In July 2017, the United Nations adopted the Treaty on the Prohibition of Nuclear Weapons, which bans and makes it illegal to possess, use, produce, transfer, acquire, stockpile or deploy nuclear weapons. This was the culmination of 10 years of preparation by many national and international organizations. It was signed and approved by 122 of the 123 participant nations, representing two-thirds of the nations in the UN. Interestingly, none of the nuclear weapons nations participated.
The NWPT is the most significant multilateral development on nuclear arms control since the adoption of the Nuclear Non-Proliferation Treaty (NPT) in 1968. It has to be ratified by 50 countries to come into force.
Previous efforts in this regard:
The U.N. General Assembly’s very first resolution on Jan. 24, 1946, discussed how to abolish weapons of mass destruction. Ever since, activists, NGOs, governments and the U.N. have been relentless in putting in place planks of an increasingly sophisticated normative architecture to limit the spread of nuclear weapon technology, materials and arsenals.
At the centre of the effort lies the NPT itself. But additional planks include the Comprehensive Test Ban Treaty (CTBT) following earlier successes in proscribing atmospheric and underground testing; the Nuclear Suppliers Group set up after India’s testing breakout in 1974; various regional nuclear weapon-free zones that cover the southern hemisphere and extend to a limited extent into the northern hemisphere in Central Asia and Mongolia; the Proliferation Security Initiative; etc. In addition, the International Atomic Energy Agency (IAEA) acts as the U.N.’s nuclear watchdog to ensure compliance with nonproliferation obligations.

[Written request 1] Scale the rows from the line with "of the underside" up to and including the last line of the rows, and give only those lines again with their requests. Multiply each answer coordinate by 2.3 and round to whole numbers, with halves rounding up; keep the requests and their sample coordinates unchanged, and leave out the pictures.

[Data supplied]
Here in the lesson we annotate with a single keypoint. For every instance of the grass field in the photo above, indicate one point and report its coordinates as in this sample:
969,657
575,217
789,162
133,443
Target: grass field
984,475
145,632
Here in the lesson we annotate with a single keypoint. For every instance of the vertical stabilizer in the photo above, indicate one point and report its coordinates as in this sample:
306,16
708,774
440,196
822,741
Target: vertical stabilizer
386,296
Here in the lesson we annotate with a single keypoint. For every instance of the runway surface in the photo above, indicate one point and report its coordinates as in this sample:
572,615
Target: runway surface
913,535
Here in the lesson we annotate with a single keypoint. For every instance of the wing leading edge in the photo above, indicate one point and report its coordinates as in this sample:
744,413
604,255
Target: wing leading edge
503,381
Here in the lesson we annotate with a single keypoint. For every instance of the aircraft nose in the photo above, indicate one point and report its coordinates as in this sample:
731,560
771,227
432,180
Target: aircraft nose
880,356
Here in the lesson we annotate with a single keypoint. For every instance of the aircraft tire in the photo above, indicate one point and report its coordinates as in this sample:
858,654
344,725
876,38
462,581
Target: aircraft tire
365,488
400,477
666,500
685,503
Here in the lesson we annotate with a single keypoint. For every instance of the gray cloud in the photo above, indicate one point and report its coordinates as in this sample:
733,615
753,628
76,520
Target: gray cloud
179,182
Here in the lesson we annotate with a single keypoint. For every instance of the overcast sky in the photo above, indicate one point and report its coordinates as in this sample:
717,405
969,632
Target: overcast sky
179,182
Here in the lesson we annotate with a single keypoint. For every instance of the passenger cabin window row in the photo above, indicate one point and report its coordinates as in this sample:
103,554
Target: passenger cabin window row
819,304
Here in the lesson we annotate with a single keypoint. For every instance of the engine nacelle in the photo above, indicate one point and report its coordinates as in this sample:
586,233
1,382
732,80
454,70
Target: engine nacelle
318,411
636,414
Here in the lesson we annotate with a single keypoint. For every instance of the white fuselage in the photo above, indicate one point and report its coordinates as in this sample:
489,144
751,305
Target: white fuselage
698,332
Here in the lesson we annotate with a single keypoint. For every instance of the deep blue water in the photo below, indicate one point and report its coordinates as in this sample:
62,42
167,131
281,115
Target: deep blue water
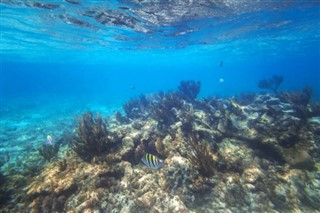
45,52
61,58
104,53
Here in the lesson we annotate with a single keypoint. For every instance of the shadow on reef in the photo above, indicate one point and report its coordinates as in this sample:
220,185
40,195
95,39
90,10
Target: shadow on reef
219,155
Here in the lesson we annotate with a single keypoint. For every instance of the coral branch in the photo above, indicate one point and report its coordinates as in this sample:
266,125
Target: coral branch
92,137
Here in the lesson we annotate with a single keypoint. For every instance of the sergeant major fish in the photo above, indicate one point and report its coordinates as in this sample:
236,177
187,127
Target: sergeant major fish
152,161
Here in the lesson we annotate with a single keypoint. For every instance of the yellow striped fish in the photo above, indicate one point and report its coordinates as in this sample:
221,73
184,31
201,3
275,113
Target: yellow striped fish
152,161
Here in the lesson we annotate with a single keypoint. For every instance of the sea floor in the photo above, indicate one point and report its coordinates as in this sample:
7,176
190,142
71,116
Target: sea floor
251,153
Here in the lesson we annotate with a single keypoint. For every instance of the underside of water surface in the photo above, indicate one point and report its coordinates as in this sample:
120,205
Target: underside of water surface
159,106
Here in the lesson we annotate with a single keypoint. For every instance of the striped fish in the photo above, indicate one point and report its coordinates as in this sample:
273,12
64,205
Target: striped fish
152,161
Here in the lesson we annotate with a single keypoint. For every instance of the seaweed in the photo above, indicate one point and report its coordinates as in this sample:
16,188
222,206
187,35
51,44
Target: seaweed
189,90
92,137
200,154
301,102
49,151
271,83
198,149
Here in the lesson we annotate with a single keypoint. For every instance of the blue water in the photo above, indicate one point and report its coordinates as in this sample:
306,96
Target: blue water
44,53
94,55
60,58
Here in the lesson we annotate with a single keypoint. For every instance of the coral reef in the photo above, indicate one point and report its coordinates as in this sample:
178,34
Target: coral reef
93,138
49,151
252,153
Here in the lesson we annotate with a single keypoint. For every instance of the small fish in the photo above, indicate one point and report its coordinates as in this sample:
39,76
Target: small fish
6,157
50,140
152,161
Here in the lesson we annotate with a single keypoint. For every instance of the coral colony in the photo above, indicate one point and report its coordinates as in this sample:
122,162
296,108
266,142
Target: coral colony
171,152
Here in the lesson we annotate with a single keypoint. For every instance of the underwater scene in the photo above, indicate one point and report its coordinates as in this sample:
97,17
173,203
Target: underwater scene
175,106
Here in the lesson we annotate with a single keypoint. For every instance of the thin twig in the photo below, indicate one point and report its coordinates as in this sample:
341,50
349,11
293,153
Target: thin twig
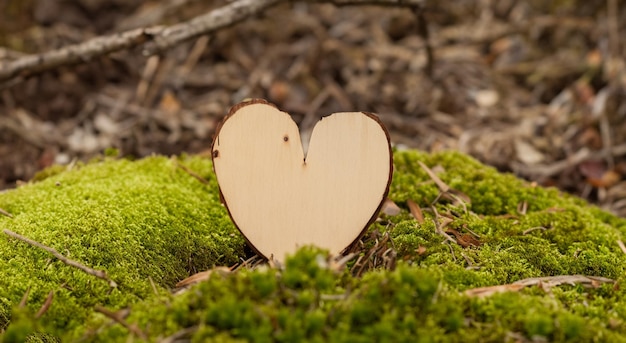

[Written request 2] Rewrite the passage on nuclear arms control from "At the centre" up to and including "with nonproliferation obligations.", replacing "Nuclear Suppliers Group" with "Nuclear Exporters Group".

[Result 1]
Here in the lesson we annotate with a single keypoint. For every instance of the underside of water surface in the photo above, indicate one point and report its coordinates as in this sample:
120,205
Target: underside of water surface
366,244
Here in the lesson we annotate with a single keypoint. For every instance of the striped fish in the photo above, indicate one point and report its coordinates as in this sample:
273,12
64,205
Target: striped fish
350,370
Here in the lesson we annotate with a single keypoint. For every instance of the seaweed in the photo above, indicate one point and report its coordinates as in this sample:
16,188
222,206
187,35
51,44
Target: seaweed
435,207
212,315
460,354
692,235
113,347
623,191
455,343
Here in the lesson we annotate with a single keypoint. For every instance of the blue water in the photo above, indicate one point and report its coordinates as in this sample:
306,96
Target: blue water
101,122
216,127
138,133
Here in the lesson we annotate with a single keypoint. For every instance of the coral reef in the photo above, indicate one point and report its coordinates as in this sample:
178,34
Target: coral reef
214,317
113,347
580,352
Here in the lesson we annotate with a single keypoint. For every instance of the small fish in the photo above, indicate one point and report its coordinates as in this sample:
39,76
Target: small fish
14,361
115,322
350,370
Here in the lesson we annotate with a single keypoint. For every instance of the coral colony in the photo above, indicate one point and report its coordinates as in this sample:
122,162
296,108
266,142
Target: coral colony
393,350
Here in the lesson we annotate with a single keypoint. For every instance of the underwater scene in the photo above, indicate one point and report its coordinates as in this sample:
97,17
173,203
Target: underwater scene
403,244
Here in the lesson we annotate with a single keypoint. For every instance of the thin twig in the photo below, indicate one point and report its coordinates as in this sample:
341,50
349,11
293,153
Target: thin twig

[Result 2]
At the centre of the effort lies the NPT itself. But additional planks include the Comprehensive Test Ban Treaty (CTBT) following earlier successes in proscribing atmospheric and underground testing; the Nuclear Exporters Group set up after India’s testing breakout in 1974; various regional nuclear weapon-free zones that cover the southern hemisphere and extend to a limited extent into the northern hemisphere in Central Asia and Mongolia; the Proliferation Security Initiative; etc. In addition, the International Atomic Energy Agency (IAEA) acts as the U.N.’s nuclear watchdog to ensure compliance with nonproliferation obligations.